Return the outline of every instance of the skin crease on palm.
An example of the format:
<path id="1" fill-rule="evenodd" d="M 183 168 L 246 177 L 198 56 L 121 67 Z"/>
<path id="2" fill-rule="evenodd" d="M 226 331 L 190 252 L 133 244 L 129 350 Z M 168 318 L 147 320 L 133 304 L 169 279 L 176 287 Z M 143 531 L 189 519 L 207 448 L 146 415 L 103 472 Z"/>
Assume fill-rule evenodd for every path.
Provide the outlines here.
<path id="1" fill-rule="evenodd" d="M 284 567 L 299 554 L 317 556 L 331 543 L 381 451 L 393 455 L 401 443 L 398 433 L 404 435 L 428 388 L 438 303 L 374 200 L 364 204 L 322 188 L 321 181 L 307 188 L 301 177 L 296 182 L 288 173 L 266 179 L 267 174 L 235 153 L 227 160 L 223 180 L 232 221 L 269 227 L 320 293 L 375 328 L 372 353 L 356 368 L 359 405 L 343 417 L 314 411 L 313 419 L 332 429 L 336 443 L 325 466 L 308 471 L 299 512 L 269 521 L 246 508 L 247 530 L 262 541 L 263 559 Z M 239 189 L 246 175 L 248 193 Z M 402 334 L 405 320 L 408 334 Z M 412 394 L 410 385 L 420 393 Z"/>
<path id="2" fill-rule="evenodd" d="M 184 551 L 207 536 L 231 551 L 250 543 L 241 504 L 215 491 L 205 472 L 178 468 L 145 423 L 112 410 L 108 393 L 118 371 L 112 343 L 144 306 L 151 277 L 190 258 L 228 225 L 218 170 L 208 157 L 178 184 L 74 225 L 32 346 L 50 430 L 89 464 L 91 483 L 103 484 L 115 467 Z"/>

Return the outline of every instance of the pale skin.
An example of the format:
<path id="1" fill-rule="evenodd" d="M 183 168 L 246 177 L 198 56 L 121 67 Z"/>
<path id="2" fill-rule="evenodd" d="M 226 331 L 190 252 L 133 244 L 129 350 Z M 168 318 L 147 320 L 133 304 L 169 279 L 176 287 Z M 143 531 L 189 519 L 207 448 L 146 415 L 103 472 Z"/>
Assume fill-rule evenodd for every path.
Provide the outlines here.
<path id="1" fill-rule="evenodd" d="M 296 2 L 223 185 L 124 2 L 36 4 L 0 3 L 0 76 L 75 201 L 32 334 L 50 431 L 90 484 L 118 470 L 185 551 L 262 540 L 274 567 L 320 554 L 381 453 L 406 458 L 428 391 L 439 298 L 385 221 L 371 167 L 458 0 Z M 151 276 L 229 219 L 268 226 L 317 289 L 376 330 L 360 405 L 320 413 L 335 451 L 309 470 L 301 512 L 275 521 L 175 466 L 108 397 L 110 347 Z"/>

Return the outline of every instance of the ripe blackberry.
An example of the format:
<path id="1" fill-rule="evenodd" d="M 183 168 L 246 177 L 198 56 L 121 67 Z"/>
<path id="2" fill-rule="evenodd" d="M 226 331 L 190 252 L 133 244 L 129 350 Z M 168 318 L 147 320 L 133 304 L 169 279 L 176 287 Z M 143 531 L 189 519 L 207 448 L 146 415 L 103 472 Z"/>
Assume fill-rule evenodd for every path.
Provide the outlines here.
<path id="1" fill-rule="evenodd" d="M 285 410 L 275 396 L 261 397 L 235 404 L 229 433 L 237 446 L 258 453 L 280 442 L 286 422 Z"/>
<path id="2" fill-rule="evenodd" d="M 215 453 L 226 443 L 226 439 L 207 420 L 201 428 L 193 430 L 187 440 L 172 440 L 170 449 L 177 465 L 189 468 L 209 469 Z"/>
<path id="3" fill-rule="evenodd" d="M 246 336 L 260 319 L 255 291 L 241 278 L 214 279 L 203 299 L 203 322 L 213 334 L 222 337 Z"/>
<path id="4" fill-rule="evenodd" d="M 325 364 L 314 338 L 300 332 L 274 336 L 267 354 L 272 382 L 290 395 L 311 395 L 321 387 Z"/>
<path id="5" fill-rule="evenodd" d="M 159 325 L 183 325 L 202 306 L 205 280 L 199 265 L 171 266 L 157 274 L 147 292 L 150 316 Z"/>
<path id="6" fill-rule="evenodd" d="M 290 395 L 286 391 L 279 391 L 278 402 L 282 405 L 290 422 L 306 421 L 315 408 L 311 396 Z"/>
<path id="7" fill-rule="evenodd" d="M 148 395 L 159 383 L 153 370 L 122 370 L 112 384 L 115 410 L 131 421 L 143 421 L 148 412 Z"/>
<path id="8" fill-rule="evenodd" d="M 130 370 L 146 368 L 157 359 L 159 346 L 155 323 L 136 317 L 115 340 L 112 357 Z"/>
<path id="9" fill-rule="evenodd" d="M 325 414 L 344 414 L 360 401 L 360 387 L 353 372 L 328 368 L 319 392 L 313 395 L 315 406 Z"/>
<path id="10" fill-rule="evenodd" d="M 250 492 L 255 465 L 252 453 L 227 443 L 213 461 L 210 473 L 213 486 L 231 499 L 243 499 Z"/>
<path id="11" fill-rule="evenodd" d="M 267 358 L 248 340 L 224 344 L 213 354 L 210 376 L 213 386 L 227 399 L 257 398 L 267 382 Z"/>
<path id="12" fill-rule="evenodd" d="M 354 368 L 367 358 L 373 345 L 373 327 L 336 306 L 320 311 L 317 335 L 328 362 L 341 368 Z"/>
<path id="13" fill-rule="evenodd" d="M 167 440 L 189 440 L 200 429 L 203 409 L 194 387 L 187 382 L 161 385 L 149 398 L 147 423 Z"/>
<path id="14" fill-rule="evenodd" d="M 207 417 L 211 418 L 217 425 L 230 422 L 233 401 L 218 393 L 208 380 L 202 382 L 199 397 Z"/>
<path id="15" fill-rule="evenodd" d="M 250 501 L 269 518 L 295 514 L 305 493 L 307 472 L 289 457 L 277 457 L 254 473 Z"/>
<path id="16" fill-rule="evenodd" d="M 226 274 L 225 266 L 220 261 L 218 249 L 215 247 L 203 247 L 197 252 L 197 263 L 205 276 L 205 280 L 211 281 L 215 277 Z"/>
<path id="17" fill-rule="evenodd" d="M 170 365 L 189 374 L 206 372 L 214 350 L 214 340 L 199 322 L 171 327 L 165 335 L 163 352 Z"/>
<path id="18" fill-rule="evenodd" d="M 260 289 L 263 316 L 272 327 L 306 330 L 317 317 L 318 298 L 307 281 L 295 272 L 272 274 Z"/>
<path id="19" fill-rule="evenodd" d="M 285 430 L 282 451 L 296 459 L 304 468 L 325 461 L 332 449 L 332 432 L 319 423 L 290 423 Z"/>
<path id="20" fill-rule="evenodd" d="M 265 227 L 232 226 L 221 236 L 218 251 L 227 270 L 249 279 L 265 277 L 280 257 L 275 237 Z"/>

···

### Stated problem
Convert the records above into a two-column CSV with columns "instruction" and "answer", one row for each labeling instruction. Put each instruction's full text and its complete answer in their own quoted fields, replacing line breaks with spaces.

### Exercise result
instruction,answer
"Return the outline of every instance of the skin crease on palm. An example of the format: <path id=""1"" fill-rule=""evenodd"" d=""M 183 168 L 246 177 L 198 56 L 121 67 Z""/> <path id=""2"" fill-rule=""evenodd"" d=""M 226 331 L 190 252 L 133 244 L 129 350 Z M 168 318 L 147 320 L 133 304 L 169 279 L 176 287 Z M 143 531 L 189 519 L 207 448 L 146 415 L 103 472 Z""/> Assume fill-rule evenodd for every path. Provide the outlines here.","<path id=""1"" fill-rule=""evenodd"" d=""M 284 567 L 299 554 L 317 556 L 331 543 L 381 451 L 393 455 L 401 443 L 398 433 L 404 435 L 428 388 L 438 303 L 374 200 L 364 204 L 322 188 L 321 181 L 307 188 L 301 177 L 296 182 L 288 173 L 266 179 L 267 174 L 235 153 L 227 160 L 223 180 L 232 221 L 269 227 L 320 293 L 375 328 L 372 353 L 356 368 L 359 405 L 343 417 L 314 411 L 313 419 L 332 429 L 336 443 L 325 466 L 308 471 L 299 512 L 269 521 L 246 508 L 247 530 L 262 541 L 263 559 Z M 239 189 L 246 175 L 248 193 Z M 402 334 L 405 320 L 408 334 Z M 412 394 L 410 385 L 420 393 Z""/> <path id=""2"" fill-rule=""evenodd"" d=""M 184 551 L 207 536 L 231 551 L 250 543 L 241 504 L 215 491 L 205 472 L 178 468 L 145 423 L 112 410 L 108 393 L 118 371 L 112 343 L 144 306 L 151 277 L 190 258 L 228 225 L 218 170 L 208 157 L 178 184 L 74 225 L 32 346 L 50 430 L 89 464 L 91 483 L 103 484 L 115 467 Z""/>"
"Return the outline of every instance of the pale skin. An example of the format: <path id=""1"" fill-rule=""evenodd"" d=""M 183 168 L 246 177 L 198 56 L 121 67 Z""/> <path id=""2"" fill-rule=""evenodd"" d=""M 226 331 L 190 252 L 133 244 L 129 350 Z M 168 318 L 147 320 L 133 304 L 169 279 L 176 287 Z M 143 531 L 189 519 L 207 448 L 146 415 L 103 472 Z""/> Assume fill-rule evenodd for every path. Provide the outlines here.","<path id=""1"" fill-rule=""evenodd"" d=""M 296 2 L 223 185 L 124 2 L 36 4 L 0 3 L 0 76 L 75 201 L 32 334 L 50 431 L 90 484 L 118 470 L 185 551 L 262 540 L 274 567 L 320 554 L 381 453 L 406 458 L 428 391 L 439 298 L 385 221 L 371 167 L 458 0 Z M 151 276 L 229 219 L 268 226 L 317 289 L 376 330 L 360 405 L 320 413 L 335 451 L 309 470 L 301 512 L 275 521 L 175 466 L 108 397 L 110 347 Z""/>"
"Return the outline of every instance of the ripe blackberry. An example of the format: <path id=""1"" fill-rule=""evenodd"" d=""M 183 168 L 246 177 L 198 56 L 121 67 Z""/> <path id=""2"" fill-rule=""evenodd"" d=""M 226 331 L 190 252 L 133 244 L 129 350 Z M 168 318 L 147 320 L 133 304 L 169 279 L 176 287 Z M 143 531 L 189 519 L 207 448 L 146 415 L 103 472 Z""/> Assume fill-rule evenodd for every path. Provide the outlines here.","<path id=""1"" fill-rule=""evenodd"" d=""M 285 410 L 275 396 L 261 397 L 235 404 L 229 433 L 237 446 L 258 453 L 280 442 L 286 422 Z""/> <path id=""2"" fill-rule=""evenodd"" d=""M 215 453 L 226 443 L 226 439 L 207 420 L 201 428 L 193 430 L 187 440 L 172 440 L 170 449 L 177 465 L 189 468 L 209 469 Z""/> <path id=""3"" fill-rule=""evenodd"" d=""M 246 336 L 260 319 L 255 291 L 241 278 L 214 279 L 203 299 L 203 322 L 213 334 L 222 337 Z""/> <path id=""4"" fill-rule=""evenodd"" d=""M 325 364 L 314 338 L 300 332 L 274 336 L 267 354 L 272 382 L 290 395 L 311 395 L 321 387 Z""/> <path id=""5"" fill-rule=""evenodd"" d=""M 159 325 L 183 325 L 202 306 L 205 280 L 199 265 L 171 266 L 157 274 L 147 292 L 150 316 Z""/> <path id=""6"" fill-rule=""evenodd"" d=""M 290 395 L 286 391 L 279 391 L 278 402 L 282 405 L 290 422 L 306 421 L 315 408 L 311 396 Z""/> <path id=""7"" fill-rule=""evenodd"" d=""M 148 395 L 159 383 L 153 370 L 122 370 L 112 384 L 115 410 L 131 421 L 143 421 L 148 412 Z""/> <path id=""8"" fill-rule=""evenodd"" d=""M 130 370 L 146 368 L 157 359 L 159 346 L 155 323 L 136 317 L 115 340 L 112 357 Z""/> <path id=""9"" fill-rule=""evenodd"" d=""M 325 414 L 344 414 L 360 401 L 360 387 L 353 372 L 328 368 L 319 392 L 313 395 L 315 406 Z""/> <path id=""10"" fill-rule=""evenodd"" d=""M 250 492 L 255 465 L 252 453 L 227 443 L 213 461 L 210 473 L 213 486 L 231 499 L 243 499 Z""/> <path id=""11"" fill-rule=""evenodd"" d=""M 267 358 L 248 340 L 224 344 L 213 354 L 210 376 L 213 386 L 227 399 L 257 398 L 267 382 Z""/> <path id=""12"" fill-rule=""evenodd"" d=""M 354 368 L 367 358 L 373 345 L 373 327 L 336 306 L 320 311 L 317 335 L 328 362 L 341 368 Z""/> <path id=""13"" fill-rule=""evenodd"" d=""M 167 440 L 189 440 L 200 429 L 203 409 L 194 387 L 187 382 L 161 385 L 149 398 L 147 423 Z""/> <path id=""14"" fill-rule=""evenodd"" d=""M 207 417 L 211 418 L 217 425 L 230 422 L 233 401 L 218 393 L 208 380 L 202 382 L 199 397 Z""/> <path id=""15"" fill-rule=""evenodd"" d=""M 250 501 L 269 518 L 295 514 L 305 493 L 307 472 L 289 457 L 277 457 L 254 473 Z""/> <path id=""16"" fill-rule=""evenodd"" d=""M 226 274 L 225 266 L 220 261 L 218 249 L 215 247 L 203 247 L 197 252 L 197 263 L 205 276 L 205 280 L 211 281 L 215 277 Z""/> <path id=""17"" fill-rule=""evenodd"" d=""M 170 365 L 189 374 L 206 372 L 214 350 L 214 340 L 199 322 L 171 327 L 165 335 L 163 352 Z""/> <path id=""18"" fill-rule=""evenodd"" d=""M 260 289 L 263 316 L 272 327 L 306 330 L 317 317 L 318 298 L 307 281 L 295 272 L 272 274 Z""/> <path id=""19"" fill-rule=""evenodd"" d=""M 285 430 L 282 451 L 296 459 L 304 468 L 325 461 L 332 449 L 332 432 L 319 423 L 290 423 Z""/> <path id=""20"" fill-rule=""evenodd"" d=""M 265 227 L 232 226 L 221 236 L 218 251 L 227 270 L 249 279 L 265 277 L 280 257 L 275 237 Z""/>"